┌─ Entries supplied
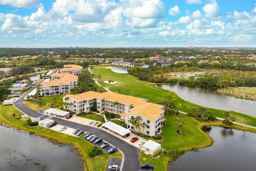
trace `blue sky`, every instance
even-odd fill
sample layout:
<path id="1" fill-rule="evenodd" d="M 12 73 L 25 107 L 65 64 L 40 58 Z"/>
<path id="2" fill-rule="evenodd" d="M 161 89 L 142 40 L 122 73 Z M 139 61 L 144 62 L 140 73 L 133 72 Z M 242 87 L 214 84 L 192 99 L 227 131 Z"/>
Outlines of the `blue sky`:
<path id="1" fill-rule="evenodd" d="M 0 46 L 256 47 L 252 0 L 0 0 Z"/>

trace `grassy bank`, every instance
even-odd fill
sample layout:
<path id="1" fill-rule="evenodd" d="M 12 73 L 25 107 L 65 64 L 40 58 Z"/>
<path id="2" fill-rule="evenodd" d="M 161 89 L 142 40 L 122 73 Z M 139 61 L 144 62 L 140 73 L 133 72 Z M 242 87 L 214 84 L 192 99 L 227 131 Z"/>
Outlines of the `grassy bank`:
<path id="1" fill-rule="evenodd" d="M 97 79 L 98 76 L 100 75 L 102 80 L 111 80 L 118 82 L 116 84 L 108 84 L 103 81 L 99 82 L 102 86 L 108 88 L 113 92 L 144 98 L 149 99 L 150 102 L 156 103 L 162 101 L 164 97 L 169 91 L 169 90 L 156 87 L 152 83 L 140 81 L 128 74 L 114 73 L 110 69 L 105 69 L 105 66 L 97 66 L 91 68 L 90 69 L 96 79 Z M 192 108 L 199 106 L 180 98 L 177 94 L 173 101 L 176 105 L 179 103 L 182 104 L 182 107 L 179 110 L 185 112 L 189 111 L 188 107 Z M 225 111 L 206 108 L 212 111 L 215 116 L 224 118 L 223 113 Z M 236 122 L 246 124 L 247 119 L 247 125 L 256 126 L 256 117 L 232 111 L 230 111 L 230 116 L 234 116 L 236 118 Z"/>
<path id="2" fill-rule="evenodd" d="M 82 136 L 78 138 L 41 127 L 30 127 L 27 125 L 26 121 L 29 119 L 23 120 L 14 119 L 13 113 L 16 115 L 22 114 L 12 105 L 4 106 L 2 104 L 0 105 L 0 120 L 7 125 L 18 129 L 29 131 L 32 134 L 56 140 L 61 143 L 73 144 L 84 159 L 85 170 L 104 170 L 110 157 L 122 157 L 120 152 L 118 153 L 116 157 L 115 154 L 109 155 L 104 153 L 100 156 L 90 158 L 88 157 L 88 153 L 94 146 L 83 139 Z"/>

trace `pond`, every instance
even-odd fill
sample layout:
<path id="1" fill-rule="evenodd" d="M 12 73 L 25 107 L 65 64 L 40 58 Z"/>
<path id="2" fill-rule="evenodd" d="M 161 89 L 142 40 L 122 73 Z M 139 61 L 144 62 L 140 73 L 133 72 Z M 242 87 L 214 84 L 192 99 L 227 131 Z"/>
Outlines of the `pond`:
<path id="1" fill-rule="evenodd" d="M 111 70 L 112 72 L 119 74 L 128 74 L 128 70 L 129 70 L 127 68 L 115 66 L 112 66 Z"/>
<path id="2" fill-rule="evenodd" d="M 154 86 L 174 91 L 182 99 L 202 106 L 233 111 L 256 117 L 255 101 L 229 96 L 207 88 L 192 87 L 178 84 Z"/>
<path id="3" fill-rule="evenodd" d="M 0 170 L 84 171 L 82 159 L 70 145 L 0 126 Z"/>
<path id="4" fill-rule="evenodd" d="M 212 145 L 186 153 L 169 171 L 256 170 L 256 134 L 218 127 L 207 128 L 205 131 L 213 138 Z"/>

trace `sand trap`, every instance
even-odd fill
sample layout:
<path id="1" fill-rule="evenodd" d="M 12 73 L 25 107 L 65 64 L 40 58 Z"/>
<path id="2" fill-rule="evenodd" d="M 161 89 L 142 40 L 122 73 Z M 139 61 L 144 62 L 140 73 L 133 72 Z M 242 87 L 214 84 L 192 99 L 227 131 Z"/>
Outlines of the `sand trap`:
<path id="1" fill-rule="evenodd" d="M 105 80 L 105 81 L 104 81 L 103 82 L 105 83 L 110 84 L 117 84 L 118 83 L 118 82 L 110 82 L 108 80 Z"/>

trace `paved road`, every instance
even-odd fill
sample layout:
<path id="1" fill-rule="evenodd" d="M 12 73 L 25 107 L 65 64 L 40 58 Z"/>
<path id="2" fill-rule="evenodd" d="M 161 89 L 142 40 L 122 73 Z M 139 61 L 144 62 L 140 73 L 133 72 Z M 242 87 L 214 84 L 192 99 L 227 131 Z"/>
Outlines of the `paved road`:
<path id="1" fill-rule="evenodd" d="M 31 89 L 17 99 L 14 105 L 14 106 L 24 113 L 31 117 L 38 117 L 42 116 L 44 119 L 49 117 L 49 116 L 43 116 L 23 104 L 24 97 L 25 97 L 33 89 L 33 88 Z M 67 119 L 65 120 L 54 117 L 54 120 L 58 123 L 66 125 L 68 127 L 74 129 L 79 128 L 83 129 L 85 132 L 91 132 L 94 134 L 102 137 L 104 141 L 108 142 L 113 146 L 116 145 L 118 150 L 120 151 L 123 154 L 123 165 L 120 170 L 125 171 L 139 170 L 140 152 L 141 150 L 138 148 L 128 143 L 125 142 L 122 140 L 115 137 L 115 136 L 100 129 L 72 122 Z"/>

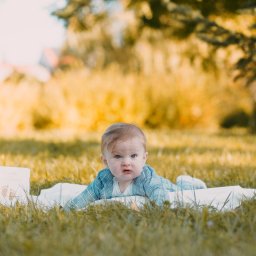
└─
## Short exercise
Reproduce all of the data above line for line, omitting the pictures.

## Exercise answer
trace `blue sky`, every instance
even-odd fill
sample layout:
<path id="1" fill-rule="evenodd" d="M 12 73 L 25 107 L 65 64 L 40 58 Z"/>
<path id="2" fill-rule="evenodd" d="M 161 89 L 142 40 L 122 73 Z M 139 61 L 144 62 L 140 73 L 133 72 Z M 242 87 L 214 84 L 192 99 L 227 131 Z"/>
Outlines of the `blue sky`:
<path id="1" fill-rule="evenodd" d="M 0 46 L 256 47 L 252 0 L 0 0 Z"/>

trace `grassy bank`, every instance
even-odd fill
sample layout:
<path id="1" fill-rule="evenodd" d="M 12 73 L 25 107 L 65 64 L 40 58 Z"/>
<path id="2" fill-rule="evenodd" d="M 161 89 L 142 40 L 122 73 Z M 139 61 L 144 62 L 140 73 L 133 72 Z M 242 87 L 214 84 L 192 99 L 227 131 Z"/>
Outlines of the `grassy bank`:
<path id="1" fill-rule="evenodd" d="M 97 79 L 98 76 L 100 75 L 102 80 L 111 80 L 118 82 L 116 84 L 108 84 L 103 81 L 99 82 L 102 86 L 108 88 L 113 92 L 144 98 L 149 99 L 150 102 L 156 103 L 162 101 L 164 97 L 169 91 L 169 90 L 156 87 L 152 83 L 140 81 L 128 74 L 114 73 L 110 69 L 105 69 L 105 66 L 97 66 L 91 68 L 90 69 L 96 79 Z M 192 108 L 199 106 L 180 98 L 177 94 L 173 101 L 176 105 L 179 103 L 182 104 L 182 107 L 179 110 L 185 112 L 189 111 L 188 107 Z M 225 111 L 206 108 L 212 111 L 215 116 L 224 118 L 223 113 Z M 236 122 L 246 124 L 247 119 L 247 125 L 256 126 L 256 117 L 232 111 L 230 111 L 230 116 L 234 116 L 236 118 Z"/>
<path id="2" fill-rule="evenodd" d="M 82 136 L 78 138 L 41 127 L 30 127 L 27 125 L 26 121 L 29 119 L 23 120 L 14 119 L 13 113 L 16 115 L 22 114 L 12 105 L 4 106 L 2 104 L 0 105 L 0 120 L 7 125 L 18 129 L 29 131 L 32 134 L 56 140 L 61 143 L 73 144 L 84 159 L 85 170 L 104 170 L 110 157 L 122 157 L 120 152 L 118 153 L 116 157 L 115 154 L 109 155 L 104 153 L 100 156 L 90 158 L 88 157 L 88 153 L 94 146 L 83 139 Z"/>

trace `pond`, every instance
even-odd fill
sample layout:
<path id="1" fill-rule="evenodd" d="M 12 73 L 25 107 L 65 64 L 40 58 Z"/>
<path id="2" fill-rule="evenodd" d="M 161 89 L 142 40 L 122 73 Z M 139 61 L 144 62 L 140 73 L 133 72 Z M 242 87 L 214 84 L 192 99 L 227 131 Z"/>
Outlines of the `pond`:
<path id="1" fill-rule="evenodd" d="M 111 70 L 112 72 L 119 74 L 128 74 L 128 70 L 129 70 L 127 68 L 115 66 L 112 66 Z"/>
<path id="2" fill-rule="evenodd" d="M 154 86 L 174 91 L 182 99 L 202 106 L 233 111 L 256 117 L 255 101 L 229 96 L 207 88 L 192 87 L 178 84 Z"/>
<path id="3" fill-rule="evenodd" d="M 0 170 L 84 171 L 82 159 L 70 145 L 0 126 Z"/>
<path id="4" fill-rule="evenodd" d="M 212 145 L 186 153 L 169 171 L 256 170 L 256 134 L 218 127 L 207 128 L 205 131 L 213 138 Z"/>

trace `sand trap`, every instance
even-odd fill
sample layout:
<path id="1" fill-rule="evenodd" d="M 12 73 L 25 107 L 65 64 L 40 58 Z"/>
<path id="2" fill-rule="evenodd" d="M 161 89 L 142 40 L 122 73 Z M 139 61 L 144 62 L 140 73 L 133 72 Z M 242 87 L 214 84 L 192 99 L 227 131 Z"/>
Outlines of the `sand trap`:
<path id="1" fill-rule="evenodd" d="M 105 80 L 105 81 L 104 81 L 103 82 L 105 83 L 110 84 L 117 84 L 118 83 L 118 82 L 110 82 L 108 80 Z"/>

trace `paved road`, every instance
even-odd fill
sample layout:
<path id="1" fill-rule="evenodd" d="M 12 73 L 25 107 L 65 64 L 40 58 Z"/>
<path id="2" fill-rule="evenodd" d="M 161 89 L 142 40 L 122 73 Z M 139 61 L 144 62 L 140 73 L 133 72 Z M 242 87 L 214 84 L 192 99 L 227 131 Z"/>
Outlines of the `paved road`:
<path id="1" fill-rule="evenodd" d="M 31 89 L 17 99 L 14 105 L 14 106 L 24 113 L 31 117 L 38 117 L 42 116 L 44 119 L 49 117 L 49 116 L 43 116 L 23 104 L 24 97 L 25 97 L 33 89 L 33 88 Z M 67 119 L 65 120 L 54 117 L 54 120 L 58 123 L 66 125 L 68 127 L 74 129 L 79 128 L 83 129 L 85 132 L 91 132 L 94 134 L 102 137 L 104 141 L 108 142 L 113 146 L 116 145 L 118 150 L 120 151 L 123 154 L 123 165 L 120 170 L 125 171 L 139 170 L 140 152 L 141 150 L 138 148 L 128 143 L 125 142 L 122 140 L 115 137 L 115 136 L 100 129 L 72 122 Z"/>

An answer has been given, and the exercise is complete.